━━ Dataset records ━━

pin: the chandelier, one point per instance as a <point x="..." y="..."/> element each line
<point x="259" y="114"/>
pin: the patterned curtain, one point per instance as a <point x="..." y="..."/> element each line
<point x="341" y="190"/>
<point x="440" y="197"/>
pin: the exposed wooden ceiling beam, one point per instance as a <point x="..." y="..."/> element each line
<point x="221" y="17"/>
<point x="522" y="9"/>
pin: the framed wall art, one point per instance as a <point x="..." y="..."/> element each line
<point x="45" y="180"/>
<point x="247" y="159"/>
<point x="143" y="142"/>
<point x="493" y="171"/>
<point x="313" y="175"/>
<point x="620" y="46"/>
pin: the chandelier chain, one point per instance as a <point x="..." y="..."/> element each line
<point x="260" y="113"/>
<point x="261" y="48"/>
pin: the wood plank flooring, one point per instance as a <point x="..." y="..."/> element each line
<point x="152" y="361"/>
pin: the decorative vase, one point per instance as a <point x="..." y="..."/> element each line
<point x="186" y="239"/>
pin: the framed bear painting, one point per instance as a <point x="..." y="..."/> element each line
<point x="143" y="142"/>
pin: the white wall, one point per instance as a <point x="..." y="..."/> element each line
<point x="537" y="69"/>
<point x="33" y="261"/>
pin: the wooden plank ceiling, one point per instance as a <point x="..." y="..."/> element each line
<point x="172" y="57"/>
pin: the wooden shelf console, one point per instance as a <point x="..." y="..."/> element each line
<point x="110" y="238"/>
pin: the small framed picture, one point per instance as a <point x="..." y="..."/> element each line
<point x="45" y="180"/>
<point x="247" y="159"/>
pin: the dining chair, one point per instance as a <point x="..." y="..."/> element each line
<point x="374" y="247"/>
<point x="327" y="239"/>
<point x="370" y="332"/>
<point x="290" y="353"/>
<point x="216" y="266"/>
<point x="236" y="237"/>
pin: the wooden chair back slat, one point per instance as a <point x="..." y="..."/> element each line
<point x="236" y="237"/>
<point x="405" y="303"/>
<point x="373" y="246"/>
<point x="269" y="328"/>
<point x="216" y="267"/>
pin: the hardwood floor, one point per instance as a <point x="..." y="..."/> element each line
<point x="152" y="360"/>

━━━

» **Work to complete**
A full, exact repeat of the entries above is required.

» **Solution to the problem**
pin: the chandelier, one point per instance as a <point x="..." y="..."/> element each line
<point x="259" y="114"/>
pin: the patterned curtain, one point per instance as a <point x="..." y="..."/> element each line
<point x="341" y="190"/>
<point x="440" y="197"/>
pin: the exposed wooden ceiling beam, one point per instance as a <point x="..." y="..."/> element each line
<point x="221" y="17"/>
<point x="522" y="9"/>
pin: the framed wall art, one point per instance as a <point x="..." y="..."/> element each line
<point x="45" y="180"/>
<point x="247" y="159"/>
<point x="143" y="142"/>
<point x="493" y="171"/>
<point x="313" y="175"/>
<point x="620" y="46"/>
pin: the chandelier chain, one point per instance as a <point x="..." y="..."/> element each line
<point x="260" y="113"/>
<point x="261" y="48"/>
pin: the wood plank flooring, one point per instance as a <point x="..." y="..."/> element each line
<point x="152" y="361"/>
pin: the decorative vase, one point per instance as a <point x="..." y="..."/> element each line
<point x="186" y="239"/>
pin: the framed bear painting, one point per instance as a <point x="..." y="..."/> element each line
<point x="143" y="142"/>
pin: the white wall, one point per instance as a <point x="..." y="..."/> element each line
<point x="537" y="69"/>
<point x="33" y="261"/>
pin: the wooden plank ceiling, one point per instance as a <point x="..." y="..."/> element each line
<point x="172" y="57"/>
pin: the wooden shelf console, one point per instance as a <point x="..." y="..."/> element each line
<point x="110" y="238"/>
pin: the small framed picture, one point per instance as a <point x="..." y="..."/> element each line
<point x="45" y="180"/>
<point x="247" y="159"/>
pin: the dining chair, one point per instance as a <point x="..." y="..."/> element each line
<point x="374" y="247"/>
<point x="327" y="239"/>
<point x="370" y="332"/>
<point x="290" y="353"/>
<point x="216" y="266"/>
<point x="236" y="237"/>
pin: the wooden chair back slat, one point per instance as a <point x="..." y="..."/> element each line
<point x="236" y="237"/>
<point x="405" y="303"/>
<point x="373" y="246"/>
<point x="269" y="328"/>
<point x="216" y="267"/>
pin: the hardwood floor, one point per instance as a <point x="..." y="..."/> element each line
<point x="152" y="360"/>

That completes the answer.